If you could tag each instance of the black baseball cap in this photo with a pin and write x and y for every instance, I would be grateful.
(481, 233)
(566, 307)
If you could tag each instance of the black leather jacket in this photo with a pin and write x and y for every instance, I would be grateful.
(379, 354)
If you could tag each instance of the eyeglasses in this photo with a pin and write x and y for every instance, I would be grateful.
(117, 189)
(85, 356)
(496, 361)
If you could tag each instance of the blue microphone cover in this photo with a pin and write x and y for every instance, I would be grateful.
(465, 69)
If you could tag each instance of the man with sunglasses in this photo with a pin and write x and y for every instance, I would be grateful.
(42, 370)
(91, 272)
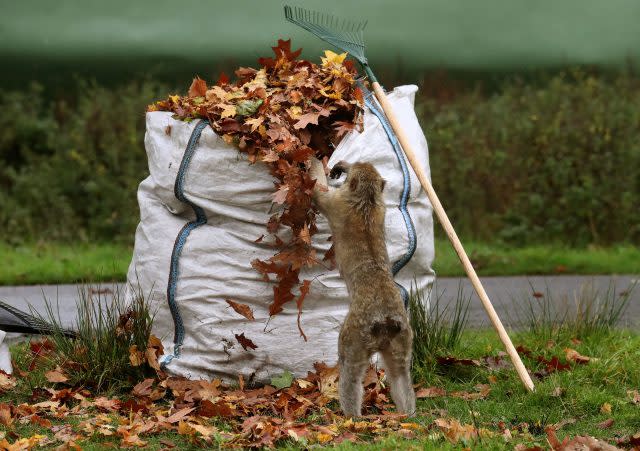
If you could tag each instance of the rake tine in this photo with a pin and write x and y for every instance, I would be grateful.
(349, 38)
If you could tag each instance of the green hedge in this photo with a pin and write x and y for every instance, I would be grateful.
(70, 168)
(551, 162)
(554, 161)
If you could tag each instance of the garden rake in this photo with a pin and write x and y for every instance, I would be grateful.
(348, 36)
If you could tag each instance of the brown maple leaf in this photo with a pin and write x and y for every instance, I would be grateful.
(306, 119)
(245, 342)
(242, 309)
(304, 290)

## YOUR TASK
Return all the entries word for word, but omit any pictures they contain.

## CORRECT ANSWER
If you could tag each instance of the black baseball cap in this photo with a pin and write x and y for every instance, I would be grateful.
(481, 233)
(566, 307)
If you could tag each instance of the black leather jacket in this photo with a pin and write x and y for every instance, I would be grateful.
(379, 354)
If you could tag each instance of the eyeglasses in this photo with a pin and write x and y for every instance, I would be grateful.
(117, 189)
(85, 356)
(496, 361)
If you could tag each instance of the blue microphone cover in this photo with a pin and write x and y for every instance, I would be grateful.
(465, 69)
If you could tag each instance of the man with sunglasses in this photo with a pin and write x and y for every instance, I would be grateful.
(42, 370)
(91, 272)
If you could tag each instance of the rake tine in this photo with a pin and write x and y for every instance, I would be grateful.
(349, 38)
If you could tag each instance of the green hedge in this photo with a pin and write x and y for every instance, I would be grateful.
(70, 168)
(551, 162)
(554, 161)
If you could tag each instance of the garden rake in this photo with a pin and write x and y for every instance, I would be grateful.
(348, 36)
If you could tag each instance of the brown maple leaf in this photo with a pin and write x and y for every instance, I would be grateful.
(306, 119)
(245, 342)
(242, 309)
(304, 290)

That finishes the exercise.